TO BE DONE:
Convert the part of the entries below that opens with the line containing "Task: Where can the serrated" and closes with the line containing "1430], [751, 1208]]", both lines included, into a Markdown table with the columns Row and Line. Give each line its own numbered row and leave out any blank lines.

EXTRACTED MATERIAL:

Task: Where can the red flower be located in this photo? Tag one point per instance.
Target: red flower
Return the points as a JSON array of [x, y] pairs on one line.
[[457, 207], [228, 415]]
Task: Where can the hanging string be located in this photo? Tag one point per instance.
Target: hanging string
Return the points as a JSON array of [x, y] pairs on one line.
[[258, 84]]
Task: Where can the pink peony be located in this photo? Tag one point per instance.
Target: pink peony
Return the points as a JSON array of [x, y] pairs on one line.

* * *

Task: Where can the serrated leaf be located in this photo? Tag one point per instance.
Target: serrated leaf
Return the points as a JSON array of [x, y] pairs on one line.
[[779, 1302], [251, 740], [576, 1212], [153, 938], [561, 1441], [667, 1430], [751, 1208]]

WRITTEN ANSWER:
| Row | Line |
|---|---|
| 1 | Task: Where can the serrated leaf be located in this photo? Tag one point per instance. |
| 2 | Target: serrated leaf |
| 3 | Return the points as a JSON array of [x, y] pairs on one line. |
| 4 | [[779, 1302], [251, 740], [576, 1212], [153, 938], [561, 1441], [667, 1430], [751, 1208]] |